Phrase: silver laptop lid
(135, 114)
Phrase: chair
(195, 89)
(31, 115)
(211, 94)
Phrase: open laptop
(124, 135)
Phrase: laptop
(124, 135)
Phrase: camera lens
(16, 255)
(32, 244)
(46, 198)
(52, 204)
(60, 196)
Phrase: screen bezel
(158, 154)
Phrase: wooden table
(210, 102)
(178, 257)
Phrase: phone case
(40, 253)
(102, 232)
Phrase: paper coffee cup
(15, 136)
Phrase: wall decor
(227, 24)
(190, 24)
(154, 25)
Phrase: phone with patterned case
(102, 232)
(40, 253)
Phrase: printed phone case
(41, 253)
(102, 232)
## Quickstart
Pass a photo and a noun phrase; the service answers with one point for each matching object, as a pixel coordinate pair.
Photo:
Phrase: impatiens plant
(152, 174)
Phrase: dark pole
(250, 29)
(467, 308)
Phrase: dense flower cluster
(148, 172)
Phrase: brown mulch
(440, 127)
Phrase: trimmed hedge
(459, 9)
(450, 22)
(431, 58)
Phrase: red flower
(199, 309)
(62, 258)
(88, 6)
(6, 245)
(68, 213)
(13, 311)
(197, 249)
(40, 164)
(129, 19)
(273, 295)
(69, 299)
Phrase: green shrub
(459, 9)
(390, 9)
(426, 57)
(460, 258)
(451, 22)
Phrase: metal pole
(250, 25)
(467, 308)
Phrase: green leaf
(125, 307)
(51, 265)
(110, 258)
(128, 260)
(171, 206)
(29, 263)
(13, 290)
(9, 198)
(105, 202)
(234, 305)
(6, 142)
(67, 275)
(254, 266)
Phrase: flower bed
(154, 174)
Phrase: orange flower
§ §
--- Assignment ---
Among the lines above, repeat exactly those from the line with "Phrase: paper coffee cup" to the line with "## Quickstart", counting both ends.

--- Answer to the problem ---
Phrase: paper coffee cup
(15, 136)
Phrase: wall decor
(227, 24)
(190, 24)
(154, 25)
Phrase: phone with patterned case
(102, 232)
(40, 253)
Phrase: printed phone case
(41, 253)
(102, 232)
## Quickstart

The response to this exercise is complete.